* Given problem:
Find each line in the records below that contains the string "watchtower", and copy those lines out. Case counts.

(Photo object pointing records)

>> begin

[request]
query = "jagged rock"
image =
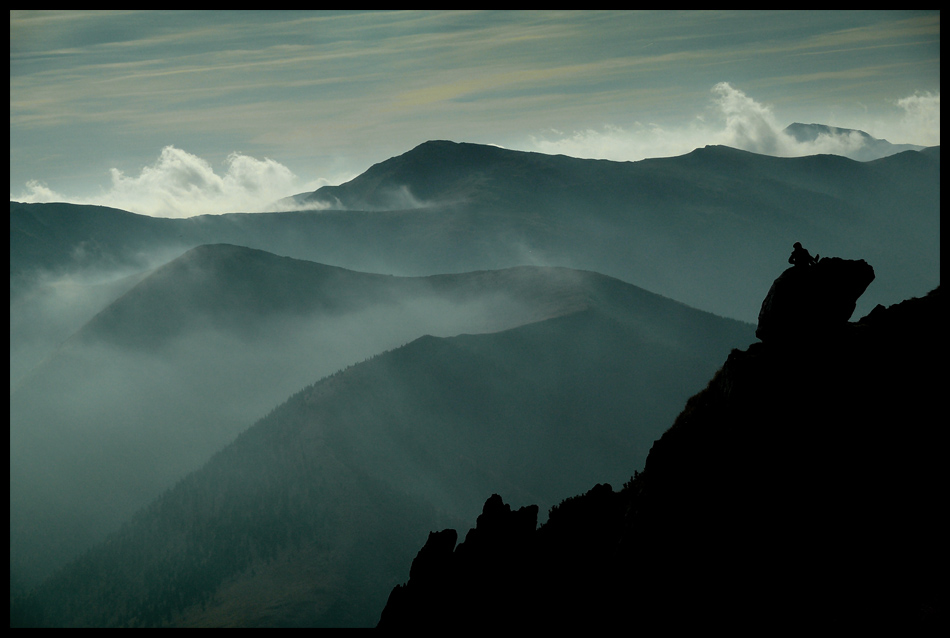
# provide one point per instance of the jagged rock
(443, 583)
(806, 301)
(797, 490)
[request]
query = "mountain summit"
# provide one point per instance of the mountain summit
(860, 146)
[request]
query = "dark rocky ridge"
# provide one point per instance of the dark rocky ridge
(799, 489)
(809, 301)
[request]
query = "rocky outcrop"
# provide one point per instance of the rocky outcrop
(799, 489)
(809, 301)
(445, 585)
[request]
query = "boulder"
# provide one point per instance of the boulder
(806, 301)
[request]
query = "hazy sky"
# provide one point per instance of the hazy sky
(181, 112)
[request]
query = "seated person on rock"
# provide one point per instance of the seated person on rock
(801, 257)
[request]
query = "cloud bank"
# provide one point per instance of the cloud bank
(737, 120)
(180, 184)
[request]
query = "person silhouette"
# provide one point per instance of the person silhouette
(801, 257)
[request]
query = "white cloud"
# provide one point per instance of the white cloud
(180, 184)
(38, 192)
(921, 120)
(737, 120)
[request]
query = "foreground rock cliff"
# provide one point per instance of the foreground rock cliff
(803, 488)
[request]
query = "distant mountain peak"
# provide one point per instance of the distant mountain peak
(871, 147)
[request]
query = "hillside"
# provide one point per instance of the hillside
(796, 490)
(707, 228)
(866, 147)
(191, 356)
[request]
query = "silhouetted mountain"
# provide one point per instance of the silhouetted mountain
(705, 228)
(864, 147)
(183, 362)
(797, 490)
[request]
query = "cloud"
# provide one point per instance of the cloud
(921, 120)
(180, 184)
(734, 119)
(38, 192)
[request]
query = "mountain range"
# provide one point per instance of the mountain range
(578, 388)
(796, 490)
(458, 321)
(709, 228)
(866, 147)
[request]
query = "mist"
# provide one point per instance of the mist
(736, 119)
(110, 420)
(181, 184)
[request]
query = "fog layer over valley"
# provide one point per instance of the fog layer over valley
(346, 477)
(190, 356)
(459, 320)
(709, 228)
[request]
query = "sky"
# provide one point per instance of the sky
(178, 113)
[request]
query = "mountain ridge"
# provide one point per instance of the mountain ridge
(427, 426)
(194, 353)
(761, 506)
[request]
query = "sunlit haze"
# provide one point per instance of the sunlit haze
(178, 113)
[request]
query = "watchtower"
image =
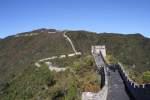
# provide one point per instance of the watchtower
(99, 48)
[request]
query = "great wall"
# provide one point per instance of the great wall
(129, 90)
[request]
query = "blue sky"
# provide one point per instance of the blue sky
(121, 16)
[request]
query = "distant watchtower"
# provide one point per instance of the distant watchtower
(99, 48)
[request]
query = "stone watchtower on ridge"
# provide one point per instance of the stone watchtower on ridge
(99, 48)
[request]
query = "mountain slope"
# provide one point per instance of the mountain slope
(16, 53)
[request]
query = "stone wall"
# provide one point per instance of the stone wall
(137, 91)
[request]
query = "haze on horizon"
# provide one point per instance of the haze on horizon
(118, 16)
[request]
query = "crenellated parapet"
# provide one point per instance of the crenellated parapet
(137, 91)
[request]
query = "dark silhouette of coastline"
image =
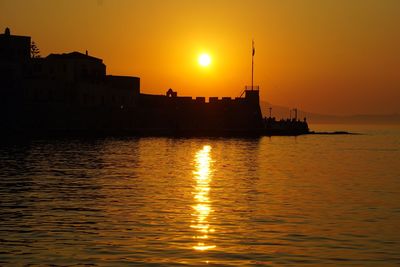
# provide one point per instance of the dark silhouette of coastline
(71, 94)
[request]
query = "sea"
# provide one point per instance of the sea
(311, 200)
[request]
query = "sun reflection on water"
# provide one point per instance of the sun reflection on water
(202, 207)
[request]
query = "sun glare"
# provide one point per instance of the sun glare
(204, 60)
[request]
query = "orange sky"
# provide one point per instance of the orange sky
(335, 57)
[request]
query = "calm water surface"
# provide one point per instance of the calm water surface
(280, 201)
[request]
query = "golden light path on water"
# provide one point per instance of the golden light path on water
(202, 207)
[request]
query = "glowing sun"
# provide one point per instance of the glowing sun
(204, 60)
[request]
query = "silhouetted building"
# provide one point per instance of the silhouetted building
(71, 93)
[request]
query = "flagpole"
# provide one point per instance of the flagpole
(252, 64)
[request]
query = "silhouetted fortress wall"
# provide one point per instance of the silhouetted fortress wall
(71, 93)
(193, 116)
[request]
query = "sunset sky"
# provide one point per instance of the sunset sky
(333, 57)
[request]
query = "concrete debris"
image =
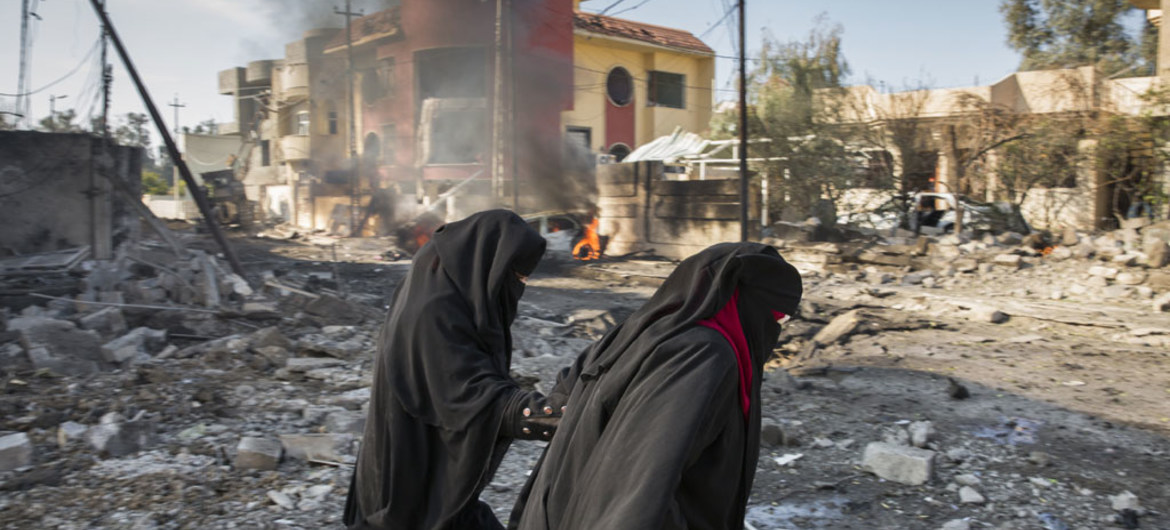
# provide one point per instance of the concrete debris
(15, 452)
(969, 495)
(921, 433)
(1126, 501)
(70, 431)
(138, 344)
(259, 453)
(116, 436)
(899, 463)
(839, 329)
(108, 322)
(323, 447)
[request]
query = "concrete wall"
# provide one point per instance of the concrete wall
(53, 194)
(641, 211)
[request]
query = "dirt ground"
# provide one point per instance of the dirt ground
(1067, 405)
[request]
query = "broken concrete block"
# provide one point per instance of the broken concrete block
(259, 453)
(236, 286)
(969, 495)
(1011, 261)
(70, 431)
(334, 310)
(59, 345)
(965, 266)
(988, 314)
(15, 452)
(115, 438)
(339, 349)
(899, 463)
(304, 364)
(1162, 303)
(1060, 254)
(839, 329)
(269, 337)
(1131, 279)
(108, 322)
(1107, 273)
(1157, 253)
(921, 432)
(327, 447)
(139, 342)
(260, 309)
(345, 421)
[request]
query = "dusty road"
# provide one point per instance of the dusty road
(1067, 407)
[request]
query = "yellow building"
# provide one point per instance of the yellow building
(635, 82)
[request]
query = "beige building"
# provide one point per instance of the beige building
(959, 136)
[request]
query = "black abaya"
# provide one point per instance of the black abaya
(654, 435)
(444, 408)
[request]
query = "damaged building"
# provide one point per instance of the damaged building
(425, 105)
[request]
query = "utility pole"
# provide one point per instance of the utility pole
(53, 111)
(497, 108)
(174, 164)
(743, 122)
(355, 177)
(107, 80)
(22, 108)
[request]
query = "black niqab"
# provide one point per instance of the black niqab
(654, 434)
(441, 383)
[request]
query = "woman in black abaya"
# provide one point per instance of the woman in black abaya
(442, 408)
(662, 422)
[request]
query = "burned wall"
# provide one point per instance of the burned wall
(641, 211)
(54, 193)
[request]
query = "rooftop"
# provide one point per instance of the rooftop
(669, 38)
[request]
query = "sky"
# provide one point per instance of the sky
(179, 46)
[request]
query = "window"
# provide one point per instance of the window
(332, 118)
(459, 137)
(302, 123)
(619, 87)
(448, 73)
(667, 90)
(619, 151)
(389, 144)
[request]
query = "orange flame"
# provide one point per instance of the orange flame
(590, 246)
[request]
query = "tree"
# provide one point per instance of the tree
(1052, 34)
(810, 162)
(153, 184)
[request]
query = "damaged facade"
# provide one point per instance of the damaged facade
(425, 96)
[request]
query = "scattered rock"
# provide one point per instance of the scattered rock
(115, 436)
(921, 432)
(1011, 261)
(1107, 273)
(899, 463)
(839, 329)
(15, 452)
(969, 495)
(259, 453)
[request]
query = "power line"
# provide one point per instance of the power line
(82, 63)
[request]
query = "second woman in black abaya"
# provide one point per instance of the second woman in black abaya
(442, 408)
(662, 421)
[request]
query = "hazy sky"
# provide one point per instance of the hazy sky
(180, 45)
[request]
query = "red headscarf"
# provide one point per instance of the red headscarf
(727, 323)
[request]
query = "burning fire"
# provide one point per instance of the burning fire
(590, 246)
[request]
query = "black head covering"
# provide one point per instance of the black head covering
(468, 272)
(699, 288)
(653, 435)
(441, 380)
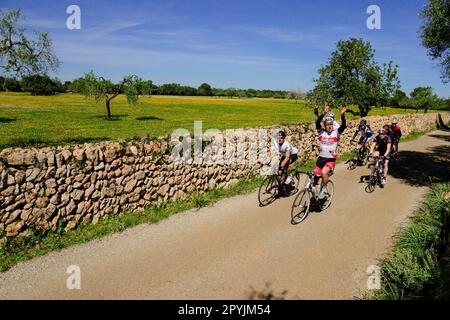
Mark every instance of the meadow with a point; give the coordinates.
(27, 120)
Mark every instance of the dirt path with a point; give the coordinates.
(221, 252)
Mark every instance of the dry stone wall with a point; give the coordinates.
(67, 185)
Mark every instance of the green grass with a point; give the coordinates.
(412, 268)
(27, 120)
(15, 250)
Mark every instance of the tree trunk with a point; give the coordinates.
(108, 109)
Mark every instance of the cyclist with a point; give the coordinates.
(289, 155)
(366, 134)
(328, 141)
(330, 114)
(396, 134)
(382, 143)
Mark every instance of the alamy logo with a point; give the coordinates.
(74, 280)
(238, 146)
(74, 20)
(374, 20)
(374, 279)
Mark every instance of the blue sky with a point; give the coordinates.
(244, 44)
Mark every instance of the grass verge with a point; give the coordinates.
(413, 267)
(38, 244)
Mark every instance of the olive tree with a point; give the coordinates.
(20, 55)
(105, 90)
(353, 77)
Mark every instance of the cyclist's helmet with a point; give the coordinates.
(328, 120)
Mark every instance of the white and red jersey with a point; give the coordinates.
(328, 143)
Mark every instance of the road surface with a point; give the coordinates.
(236, 248)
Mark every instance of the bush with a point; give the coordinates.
(413, 266)
(41, 85)
(9, 84)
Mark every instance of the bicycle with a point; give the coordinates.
(308, 198)
(376, 175)
(274, 187)
(359, 157)
(394, 149)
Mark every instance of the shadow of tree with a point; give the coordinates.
(116, 117)
(148, 118)
(267, 293)
(422, 168)
(441, 136)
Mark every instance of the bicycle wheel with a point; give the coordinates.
(296, 183)
(351, 164)
(372, 183)
(364, 156)
(327, 201)
(268, 191)
(300, 207)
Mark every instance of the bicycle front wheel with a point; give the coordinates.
(300, 207)
(268, 191)
(327, 201)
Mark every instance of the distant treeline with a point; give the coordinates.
(44, 85)
(419, 98)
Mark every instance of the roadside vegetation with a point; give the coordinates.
(418, 266)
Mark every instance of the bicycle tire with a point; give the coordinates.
(268, 186)
(324, 206)
(300, 207)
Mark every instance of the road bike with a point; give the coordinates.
(274, 186)
(308, 198)
(376, 175)
(359, 156)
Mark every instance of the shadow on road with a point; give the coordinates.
(422, 168)
(440, 136)
(267, 293)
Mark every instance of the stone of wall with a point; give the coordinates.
(42, 188)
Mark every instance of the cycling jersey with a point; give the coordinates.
(366, 134)
(287, 147)
(395, 131)
(328, 143)
(382, 143)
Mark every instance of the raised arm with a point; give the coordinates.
(343, 121)
(319, 122)
(355, 134)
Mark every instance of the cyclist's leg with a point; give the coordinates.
(329, 166)
(386, 167)
(318, 171)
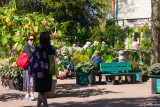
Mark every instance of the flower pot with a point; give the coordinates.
(155, 84)
(51, 94)
(13, 86)
(138, 76)
(83, 78)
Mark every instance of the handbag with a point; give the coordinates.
(53, 69)
(23, 60)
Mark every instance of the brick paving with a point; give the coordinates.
(68, 94)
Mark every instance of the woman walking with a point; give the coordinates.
(39, 68)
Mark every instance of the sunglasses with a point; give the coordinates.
(32, 39)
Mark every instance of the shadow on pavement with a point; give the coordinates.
(81, 93)
(118, 102)
(11, 96)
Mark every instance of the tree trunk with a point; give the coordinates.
(155, 38)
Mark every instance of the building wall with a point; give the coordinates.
(134, 9)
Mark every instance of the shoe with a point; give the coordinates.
(32, 98)
(26, 96)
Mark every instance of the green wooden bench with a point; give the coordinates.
(110, 70)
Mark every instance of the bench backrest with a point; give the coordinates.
(115, 66)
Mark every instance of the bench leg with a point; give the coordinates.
(110, 80)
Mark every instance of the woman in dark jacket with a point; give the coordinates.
(39, 68)
(28, 83)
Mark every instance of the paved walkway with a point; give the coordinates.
(68, 94)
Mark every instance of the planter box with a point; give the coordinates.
(13, 86)
(51, 94)
(83, 78)
(138, 76)
(155, 84)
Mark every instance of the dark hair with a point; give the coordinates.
(135, 39)
(45, 39)
(30, 35)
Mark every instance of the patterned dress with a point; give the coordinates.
(28, 83)
(39, 68)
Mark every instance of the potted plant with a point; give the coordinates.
(51, 94)
(154, 74)
(12, 76)
(135, 69)
(83, 67)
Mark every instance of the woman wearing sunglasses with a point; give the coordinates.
(28, 83)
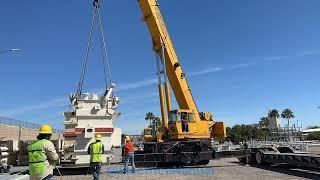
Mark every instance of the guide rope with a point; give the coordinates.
(105, 59)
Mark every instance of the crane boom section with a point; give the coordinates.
(160, 37)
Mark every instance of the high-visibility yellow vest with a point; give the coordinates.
(37, 157)
(96, 152)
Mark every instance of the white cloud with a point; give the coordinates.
(57, 102)
(206, 71)
(42, 105)
(135, 85)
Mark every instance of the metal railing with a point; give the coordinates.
(23, 124)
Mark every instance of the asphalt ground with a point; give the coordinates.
(228, 168)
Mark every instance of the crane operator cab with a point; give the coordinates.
(181, 121)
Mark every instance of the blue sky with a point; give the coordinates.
(241, 58)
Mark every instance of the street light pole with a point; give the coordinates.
(10, 50)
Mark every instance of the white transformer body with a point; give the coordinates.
(91, 115)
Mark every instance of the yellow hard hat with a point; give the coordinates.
(98, 137)
(45, 129)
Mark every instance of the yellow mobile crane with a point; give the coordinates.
(186, 138)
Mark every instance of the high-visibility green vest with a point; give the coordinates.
(37, 157)
(96, 152)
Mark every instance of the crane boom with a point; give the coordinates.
(161, 37)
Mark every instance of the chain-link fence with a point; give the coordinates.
(23, 124)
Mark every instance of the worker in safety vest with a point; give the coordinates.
(129, 155)
(42, 155)
(96, 150)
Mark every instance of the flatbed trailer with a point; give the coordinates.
(281, 155)
(183, 153)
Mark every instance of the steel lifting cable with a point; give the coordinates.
(105, 59)
(84, 66)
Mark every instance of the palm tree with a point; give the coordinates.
(149, 117)
(158, 123)
(287, 114)
(264, 122)
(264, 125)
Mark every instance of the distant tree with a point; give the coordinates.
(264, 126)
(313, 136)
(149, 117)
(264, 122)
(287, 114)
(239, 133)
(274, 113)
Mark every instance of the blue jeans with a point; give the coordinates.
(129, 159)
(95, 169)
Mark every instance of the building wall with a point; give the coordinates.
(12, 133)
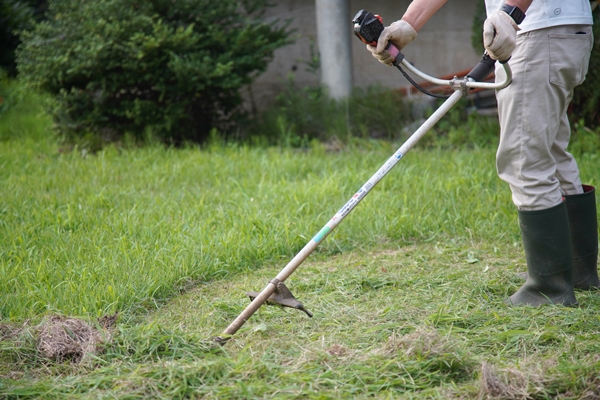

>> end

* Task result:
query = "watchtower"
# provide one point per instance of the watchtower
query = "distant watchtower"
# provide one point per instance of the distant watchtower
query = "stone watchtower on ridge"
# provide one point per instance of the stone watchtower on ridge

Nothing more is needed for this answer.